═════ Records supplied ═════

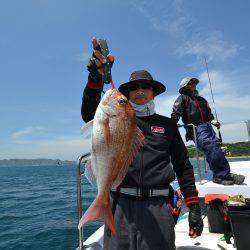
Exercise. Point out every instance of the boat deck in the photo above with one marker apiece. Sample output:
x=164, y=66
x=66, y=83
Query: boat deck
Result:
x=207, y=241
x=239, y=167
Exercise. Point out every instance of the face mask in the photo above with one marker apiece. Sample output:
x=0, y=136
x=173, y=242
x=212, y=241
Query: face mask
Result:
x=144, y=109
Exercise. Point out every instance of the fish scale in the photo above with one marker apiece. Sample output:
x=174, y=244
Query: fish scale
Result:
x=115, y=142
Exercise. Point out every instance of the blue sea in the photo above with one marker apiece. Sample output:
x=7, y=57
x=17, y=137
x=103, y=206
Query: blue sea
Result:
x=38, y=208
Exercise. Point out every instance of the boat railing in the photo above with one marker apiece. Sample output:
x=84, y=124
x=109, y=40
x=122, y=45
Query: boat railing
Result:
x=81, y=160
x=198, y=152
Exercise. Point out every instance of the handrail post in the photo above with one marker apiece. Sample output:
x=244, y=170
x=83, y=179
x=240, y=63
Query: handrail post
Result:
x=79, y=197
x=197, y=153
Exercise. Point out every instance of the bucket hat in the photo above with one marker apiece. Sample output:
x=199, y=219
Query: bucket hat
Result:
x=185, y=81
x=141, y=76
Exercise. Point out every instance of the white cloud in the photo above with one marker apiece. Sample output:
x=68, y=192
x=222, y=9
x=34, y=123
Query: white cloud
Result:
x=170, y=17
x=231, y=102
x=65, y=148
x=26, y=131
x=83, y=57
x=173, y=18
x=212, y=45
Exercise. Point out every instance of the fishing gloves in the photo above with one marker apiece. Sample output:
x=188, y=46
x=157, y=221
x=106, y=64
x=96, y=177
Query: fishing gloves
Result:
x=195, y=220
x=93, y=66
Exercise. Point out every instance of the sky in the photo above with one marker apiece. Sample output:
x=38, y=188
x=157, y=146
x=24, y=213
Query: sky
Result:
x=45, y=46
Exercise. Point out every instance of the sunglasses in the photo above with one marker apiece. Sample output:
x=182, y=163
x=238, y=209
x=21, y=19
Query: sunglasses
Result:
x=140, y=85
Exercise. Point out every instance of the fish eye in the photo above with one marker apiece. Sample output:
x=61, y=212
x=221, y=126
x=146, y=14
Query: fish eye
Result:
x=122, y=101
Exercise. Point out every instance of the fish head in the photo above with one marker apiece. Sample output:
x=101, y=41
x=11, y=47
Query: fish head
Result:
x=114, y=103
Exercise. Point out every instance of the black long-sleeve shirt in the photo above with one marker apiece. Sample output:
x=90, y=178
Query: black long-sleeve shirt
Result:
x=192, y=109
x=163, y=155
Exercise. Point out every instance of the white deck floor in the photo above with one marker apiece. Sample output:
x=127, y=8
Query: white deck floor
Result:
x=239, y=167
x=206, y=241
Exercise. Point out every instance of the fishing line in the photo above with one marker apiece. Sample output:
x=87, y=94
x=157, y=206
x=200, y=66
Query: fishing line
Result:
x=211, y=90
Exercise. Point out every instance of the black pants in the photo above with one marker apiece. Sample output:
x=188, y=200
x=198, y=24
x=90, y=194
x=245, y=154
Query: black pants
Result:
x=141, y=224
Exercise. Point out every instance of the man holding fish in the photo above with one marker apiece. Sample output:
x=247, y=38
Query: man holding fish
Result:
x=135, y=155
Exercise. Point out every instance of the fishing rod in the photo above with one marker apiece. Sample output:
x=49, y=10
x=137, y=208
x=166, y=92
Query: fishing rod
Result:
x=211, y=90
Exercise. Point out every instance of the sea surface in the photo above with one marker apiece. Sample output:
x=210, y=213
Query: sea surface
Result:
x=38, y=208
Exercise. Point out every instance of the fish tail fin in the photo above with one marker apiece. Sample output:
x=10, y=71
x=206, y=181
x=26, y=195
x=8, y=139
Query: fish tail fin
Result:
x=99, y=211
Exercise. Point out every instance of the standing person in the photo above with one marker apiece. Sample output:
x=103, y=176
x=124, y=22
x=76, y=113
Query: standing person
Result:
x=142, y=204
x=194, y=109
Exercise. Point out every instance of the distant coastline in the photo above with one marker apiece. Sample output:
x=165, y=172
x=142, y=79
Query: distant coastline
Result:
x=34, y=162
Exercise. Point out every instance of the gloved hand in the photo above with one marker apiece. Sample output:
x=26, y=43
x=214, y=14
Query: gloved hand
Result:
x=216, y=124
x=95, y=63
x=195, y=221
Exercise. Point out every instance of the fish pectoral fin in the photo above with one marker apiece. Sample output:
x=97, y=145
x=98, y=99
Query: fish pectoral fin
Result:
x=87, y=129
x=106, y=130
x=89, y=173
x=137, y=142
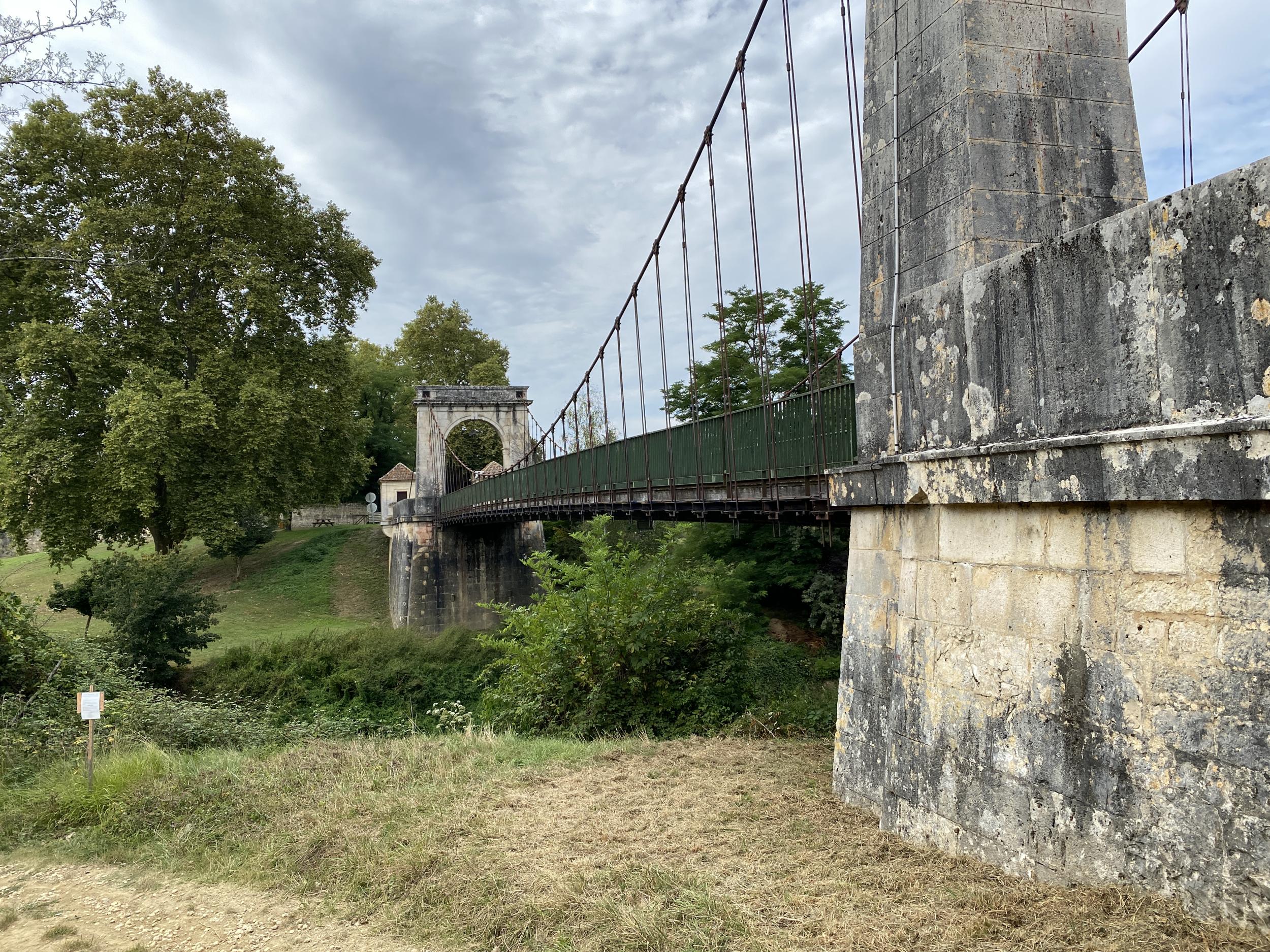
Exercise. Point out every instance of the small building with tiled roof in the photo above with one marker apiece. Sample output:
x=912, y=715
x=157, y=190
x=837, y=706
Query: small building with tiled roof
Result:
x=395, y=485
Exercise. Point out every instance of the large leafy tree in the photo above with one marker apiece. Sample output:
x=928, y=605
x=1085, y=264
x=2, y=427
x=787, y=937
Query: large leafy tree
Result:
x=174, y=325
x=769, y=341
x=441, y=346
x=384, y=404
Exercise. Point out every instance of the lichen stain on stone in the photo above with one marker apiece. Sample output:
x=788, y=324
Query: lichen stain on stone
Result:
x=978, y=405
x=1259, y=445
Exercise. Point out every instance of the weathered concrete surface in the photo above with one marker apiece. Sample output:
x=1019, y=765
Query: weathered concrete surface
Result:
x=440, y=575
x=1071, y=692
x=1015, y=123
x=1154, y=316
x=1040, y=667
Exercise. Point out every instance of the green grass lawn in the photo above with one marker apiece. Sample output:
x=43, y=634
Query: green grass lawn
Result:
x=329, y=579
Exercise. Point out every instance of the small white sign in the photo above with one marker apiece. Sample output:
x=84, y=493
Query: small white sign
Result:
x=90, y=705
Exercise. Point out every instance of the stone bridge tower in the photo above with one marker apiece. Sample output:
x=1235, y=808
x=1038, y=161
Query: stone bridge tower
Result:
x=1057, y=640
x=438, y=575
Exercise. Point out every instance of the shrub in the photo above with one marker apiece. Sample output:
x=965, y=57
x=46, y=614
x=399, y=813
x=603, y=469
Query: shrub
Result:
x=154, y=605
x=375, y=674
x=249, y=532
x=620, y=641
x=40, y=677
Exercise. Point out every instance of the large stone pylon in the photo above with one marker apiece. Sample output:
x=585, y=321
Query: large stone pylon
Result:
x=440, y=575
x=1057, y=636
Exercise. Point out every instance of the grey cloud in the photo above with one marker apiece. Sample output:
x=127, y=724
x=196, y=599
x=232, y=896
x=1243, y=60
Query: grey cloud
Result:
x=520, y=156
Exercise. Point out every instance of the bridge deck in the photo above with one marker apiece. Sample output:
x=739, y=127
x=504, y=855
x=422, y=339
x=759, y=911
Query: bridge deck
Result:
x=761, y=463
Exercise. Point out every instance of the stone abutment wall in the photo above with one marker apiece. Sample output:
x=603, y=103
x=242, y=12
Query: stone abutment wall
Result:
x=1070, y=691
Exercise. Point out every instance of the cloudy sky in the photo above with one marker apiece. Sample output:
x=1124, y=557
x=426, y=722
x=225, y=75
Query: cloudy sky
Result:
x=521, y=155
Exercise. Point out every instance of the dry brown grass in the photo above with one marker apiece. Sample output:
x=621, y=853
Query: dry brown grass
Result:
x=756, y=828
x=535, y=844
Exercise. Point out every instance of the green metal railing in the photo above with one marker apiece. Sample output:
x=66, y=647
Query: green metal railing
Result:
x=771, y=442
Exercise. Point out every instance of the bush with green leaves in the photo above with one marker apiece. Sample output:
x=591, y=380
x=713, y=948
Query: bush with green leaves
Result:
x=40, y=677
x=623, y=640
x=154, y=605
x=374, y=676
x=250, y=531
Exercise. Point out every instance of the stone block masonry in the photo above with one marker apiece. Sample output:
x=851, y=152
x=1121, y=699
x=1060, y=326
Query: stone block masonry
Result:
x=1072, y=692
x=441, y=575
x=1057, y=629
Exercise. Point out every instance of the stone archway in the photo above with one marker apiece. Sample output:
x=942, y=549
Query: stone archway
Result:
x=442, y=408
x=471, y=445
x=441, y=575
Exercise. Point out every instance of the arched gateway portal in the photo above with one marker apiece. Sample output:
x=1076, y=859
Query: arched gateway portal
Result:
x=438, y=575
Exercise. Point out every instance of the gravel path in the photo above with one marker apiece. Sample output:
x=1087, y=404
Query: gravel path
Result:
x=113, y=909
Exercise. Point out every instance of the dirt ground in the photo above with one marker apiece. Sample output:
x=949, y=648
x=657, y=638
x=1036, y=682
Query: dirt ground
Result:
x=67, y=908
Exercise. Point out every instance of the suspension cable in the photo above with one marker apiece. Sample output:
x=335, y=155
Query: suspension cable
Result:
x=804, y=238
x=666, y=380
x=666, y=222
x=849, y=57
x=729, y=447
x=691, y=342
x=1178, y=6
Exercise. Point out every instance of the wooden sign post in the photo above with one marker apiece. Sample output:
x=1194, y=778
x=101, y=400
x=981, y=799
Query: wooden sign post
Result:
x=89, y=704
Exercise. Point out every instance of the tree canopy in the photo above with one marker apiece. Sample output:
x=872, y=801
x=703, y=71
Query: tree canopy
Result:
x=441, y=346
x=764, y=337
x=384, y=405
x=174, y=325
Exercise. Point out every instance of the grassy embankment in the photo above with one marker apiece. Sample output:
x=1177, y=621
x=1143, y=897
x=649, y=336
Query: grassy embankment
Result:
x=479, y=842
x=303, y=582
x=482, y=842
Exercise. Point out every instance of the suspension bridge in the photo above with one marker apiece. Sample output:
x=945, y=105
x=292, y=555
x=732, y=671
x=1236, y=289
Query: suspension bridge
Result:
x=766, y=455
x=1055, y=446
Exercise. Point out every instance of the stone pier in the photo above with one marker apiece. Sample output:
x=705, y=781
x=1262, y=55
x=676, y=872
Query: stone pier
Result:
x=1057, y=638
x=440, y=575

═════

What to produce:
Starting with the line that holds "x=649, y=336" and ending with the line that holds "x=1236, y=289", retype every line in the data above exactly, and nothing else.

Result of this exercise:
x=649, y=336
Query: grassy embankment
Result:
x=479, y=842
x=303, y=582
x=482, y=842
Exercise. Point out every instance of the suspension bridge in the photo above with one marker apiece. Sample output:
x=945, y=105
x=292, y=555
x=732, y=671
x=1236, y=289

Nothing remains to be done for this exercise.